*Document passage*
Now, of course some people freely choose this lifestyle, and it genuinely makes them happy and gives their lives meaning. Working intensely and even obsessively on an artistic project can be wholly exhilarating and beyond fun, and for many it is. I do not claim that consenting to these kinds of creative projects is inherently bad. However, I do think that it is a problem that we in the arts have made enduring crummy and sometimes genuinely unjust situations an ethic that reflects excellence and commitment to our field. When we elevate this kind of sacrifice as normative (i.e. moral) in the arts through how we interact with each other, run auditions and rehearsals, and construct curricula, we establish that a person needs to play by these rules to belong to our moral community of artists.  Although it may seem inconsequential, when we talk with our friends and colleagues about how many projects we are working on such that we can’t take a day off, go to a doctor’s appointment, or even have a non-career focused conversation in an audition waiting room or on opening night, we are reinforcing this ethic of personal sacrifice for professional goodness. And when we overschedule our students in the name of artistic disciplinary excellence such that they become totally exhausted and dispirited and then praise the young people who deplete themselves the most, we are instructing this ethic.

To be clear, I am not saying that professional success in the arts does not require a high degree of dedication and discipline, or that we won’t sometimes work late nights, experience financial strife, or have hard times. What I am saying is that working hard toward a goal you care about or even center your life around is very different from sacrificing your wellbeing, financial stability, healthy relationships, and then believing that these sacrifices are connected to your value and success, making you a more important artist or better human being. That is the message of the struggling artist myth, and I think that this myth is bad for us.

*Directions for this task*
In the passage about the struggling artist myth, through which practices do people in the arts elevate sacrifice as normative?

*Dataset*
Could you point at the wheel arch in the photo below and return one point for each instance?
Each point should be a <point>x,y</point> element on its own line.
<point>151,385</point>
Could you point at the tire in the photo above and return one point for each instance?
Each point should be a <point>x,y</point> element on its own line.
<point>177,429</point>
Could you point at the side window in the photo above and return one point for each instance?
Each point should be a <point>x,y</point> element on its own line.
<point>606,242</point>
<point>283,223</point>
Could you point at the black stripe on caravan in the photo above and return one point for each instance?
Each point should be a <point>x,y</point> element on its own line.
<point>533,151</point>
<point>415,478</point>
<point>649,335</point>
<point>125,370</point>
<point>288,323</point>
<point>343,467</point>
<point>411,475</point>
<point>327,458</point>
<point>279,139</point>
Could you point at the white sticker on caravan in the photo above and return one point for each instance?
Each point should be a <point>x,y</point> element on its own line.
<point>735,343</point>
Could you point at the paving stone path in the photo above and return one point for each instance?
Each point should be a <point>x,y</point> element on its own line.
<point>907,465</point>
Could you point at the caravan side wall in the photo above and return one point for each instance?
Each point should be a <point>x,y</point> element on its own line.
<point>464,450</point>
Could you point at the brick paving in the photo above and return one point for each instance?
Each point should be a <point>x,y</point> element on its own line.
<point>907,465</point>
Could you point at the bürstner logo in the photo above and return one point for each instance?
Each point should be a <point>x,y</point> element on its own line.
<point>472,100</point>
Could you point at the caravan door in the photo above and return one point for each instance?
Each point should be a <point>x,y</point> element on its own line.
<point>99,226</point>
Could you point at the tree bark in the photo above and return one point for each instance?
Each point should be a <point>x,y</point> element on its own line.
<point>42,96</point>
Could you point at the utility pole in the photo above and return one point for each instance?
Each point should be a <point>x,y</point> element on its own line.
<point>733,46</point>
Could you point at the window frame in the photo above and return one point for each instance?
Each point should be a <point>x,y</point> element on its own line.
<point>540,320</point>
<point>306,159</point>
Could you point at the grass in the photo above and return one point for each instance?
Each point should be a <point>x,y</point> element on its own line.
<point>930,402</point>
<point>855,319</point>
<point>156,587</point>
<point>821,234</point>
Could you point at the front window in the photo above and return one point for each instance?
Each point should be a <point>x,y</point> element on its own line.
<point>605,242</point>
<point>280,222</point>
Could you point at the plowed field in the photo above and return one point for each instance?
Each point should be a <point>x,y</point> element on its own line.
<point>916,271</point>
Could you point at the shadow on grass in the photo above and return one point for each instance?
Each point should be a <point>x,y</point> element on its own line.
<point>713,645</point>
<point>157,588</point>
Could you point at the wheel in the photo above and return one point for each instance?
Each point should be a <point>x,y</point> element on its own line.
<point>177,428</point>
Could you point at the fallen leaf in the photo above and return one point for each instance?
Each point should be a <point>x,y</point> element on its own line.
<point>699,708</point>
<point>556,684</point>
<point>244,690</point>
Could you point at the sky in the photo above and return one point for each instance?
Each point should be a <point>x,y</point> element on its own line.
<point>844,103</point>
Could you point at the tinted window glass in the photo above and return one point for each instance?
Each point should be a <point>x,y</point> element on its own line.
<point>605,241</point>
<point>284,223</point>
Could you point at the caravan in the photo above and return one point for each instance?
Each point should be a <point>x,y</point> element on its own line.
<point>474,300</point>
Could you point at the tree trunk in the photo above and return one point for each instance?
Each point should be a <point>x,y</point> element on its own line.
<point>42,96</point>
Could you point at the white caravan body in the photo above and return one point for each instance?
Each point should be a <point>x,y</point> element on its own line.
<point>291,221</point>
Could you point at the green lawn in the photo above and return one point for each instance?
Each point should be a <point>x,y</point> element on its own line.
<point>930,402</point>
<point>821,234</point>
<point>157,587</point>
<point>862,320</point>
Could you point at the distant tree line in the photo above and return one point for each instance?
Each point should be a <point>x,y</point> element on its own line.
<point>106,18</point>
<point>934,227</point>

*Task output*
Through how they interact with each other, how they run auditions and rehearsals, and how they construct curricula.